• [Exercise prompt]:
In the guide below on using multiple schemas, which application does MedUser use?

• [Quoted passage]:
Using multiple schemas

• 1: Multiple schema examples
• 2: Creating schemas
• 3: Specifying objects in multiple schemas
• 4: Setting search paths
• 5: Creating objects that span multiple schemas

1 - Multiple schema examples

This section provides examples of when and how you might want to use multiple schemas to separate database users. These examples fall into two categories: using multiple private schemas and using a combination of private schemas (i.e. schemas limited to a single user) and shared schemas (i.e. schemas shared across multiple users).

Using multiple private schemas

Using multiple private schemas is an effective way of separating database users from one another when sensitive information is involved. Typically a user is granted access to only one schema and its contents, thus providing database security at the schema level. Database users can be running different applications, multiple copies of the same application, or even multiple instances of the same application. This enables you to consolidate applications on one database to reduce management overhead and use resources more effectively. The following examples highlight using multiple private schemas.

Using multiple schemas to separate users and their unique applications

In this example, both database users work for the same company. One user (HRUser) uses a Human Resource (HR) application with access to sensitive personal data, such as salaries, while another user (MedUser) accesses information regarding company healthcare costs through a healthcare management application. HRUser should not be able to access company healthcare cost information and MedUser should not be able to view personal employee data.

To grant these users access to data they need while restricting them from data they should not see, two schemas are created with appropriate user access, as follows:

• HRSchema—A schema owned by HRUser that is accessed by the HR application.

[Data listing]
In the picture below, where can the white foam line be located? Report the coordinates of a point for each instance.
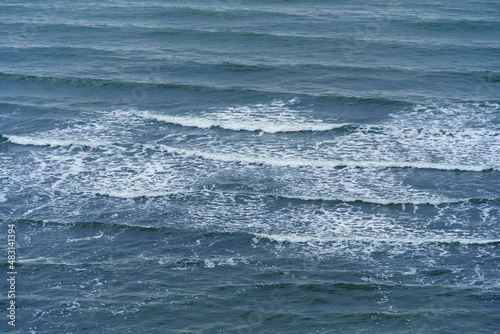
(87, 238)
(407, 240)
(277, 161)
(375, 200)
(238, 125)
(274, 161)
(53, 142)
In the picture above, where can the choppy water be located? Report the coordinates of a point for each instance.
(252, 167)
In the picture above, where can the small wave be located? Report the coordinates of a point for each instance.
(273, 161)
(54, 142)
(385, 201)
(269, 125)
(305, 239)
(287, 162)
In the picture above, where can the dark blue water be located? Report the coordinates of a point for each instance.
(251, 167)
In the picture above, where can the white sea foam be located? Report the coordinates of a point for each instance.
(293, 238)
(27, 140)
(270, 118)
(267, 126)
(298, 162)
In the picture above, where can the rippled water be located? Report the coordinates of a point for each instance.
(263, 167)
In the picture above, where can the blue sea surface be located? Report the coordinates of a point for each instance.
(251, 166)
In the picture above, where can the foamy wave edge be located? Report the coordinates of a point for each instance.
(303, 239)
(273, 161)
(257, 126)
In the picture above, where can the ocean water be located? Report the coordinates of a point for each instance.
(251, 166)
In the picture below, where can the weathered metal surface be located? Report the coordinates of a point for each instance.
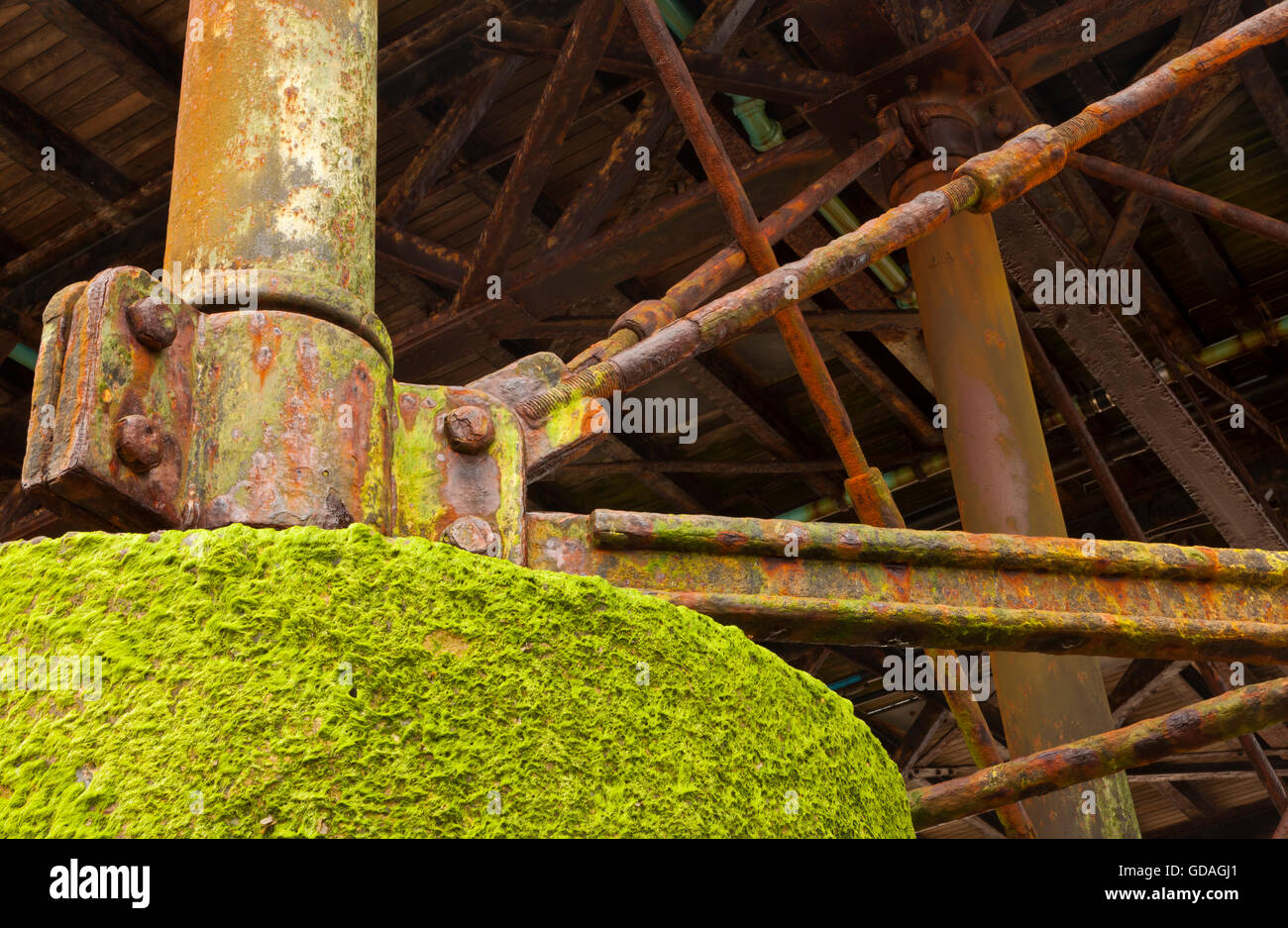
(738, 211)
(259, 417)
(91, 373)
(1202, 203)
(863, 564)
(1030, 242)
(982, 746)
(1048, 378)
(1004, 481)
(1243, 711)
(292, 424)
(642, 245)
(274, 161)
(441, 484)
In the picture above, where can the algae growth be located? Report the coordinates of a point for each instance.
(309, 682)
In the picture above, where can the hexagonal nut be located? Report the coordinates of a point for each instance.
(138, 443)
(153, 322)
(473, 534)
(469, 429)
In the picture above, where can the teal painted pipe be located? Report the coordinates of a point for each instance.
(25, 356)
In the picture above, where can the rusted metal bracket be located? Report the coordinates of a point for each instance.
(150, 413)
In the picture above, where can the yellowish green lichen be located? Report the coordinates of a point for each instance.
(484, 699)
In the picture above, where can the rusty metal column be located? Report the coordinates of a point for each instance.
(1004, 482)
(271, 237)
(274, 161)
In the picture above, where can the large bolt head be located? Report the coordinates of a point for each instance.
(153, 322)
(473, 534)
(138, 443)
(469, 429)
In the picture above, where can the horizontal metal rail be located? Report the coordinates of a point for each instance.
(982, 184)
(1231, 714)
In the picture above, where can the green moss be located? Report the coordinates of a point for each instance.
(473, 679)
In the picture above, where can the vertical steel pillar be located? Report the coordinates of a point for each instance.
(271, 237)
(274, 161)
(1004, 482)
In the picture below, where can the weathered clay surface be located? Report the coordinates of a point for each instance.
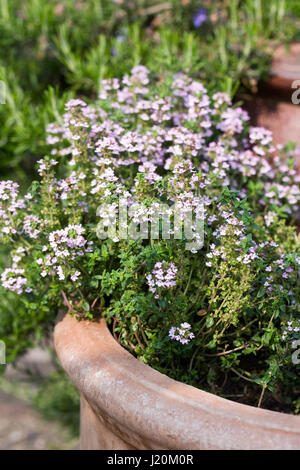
(272, 107)
(128, 405)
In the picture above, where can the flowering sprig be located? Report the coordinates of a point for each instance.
(182, 147)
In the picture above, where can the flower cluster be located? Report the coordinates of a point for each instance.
(157, 148)
(162, 276)
(183, 334)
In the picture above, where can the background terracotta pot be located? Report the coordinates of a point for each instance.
(128, 405)
(272, 107)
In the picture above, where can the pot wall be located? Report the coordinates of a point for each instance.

• [Response]:
A healthcare management application.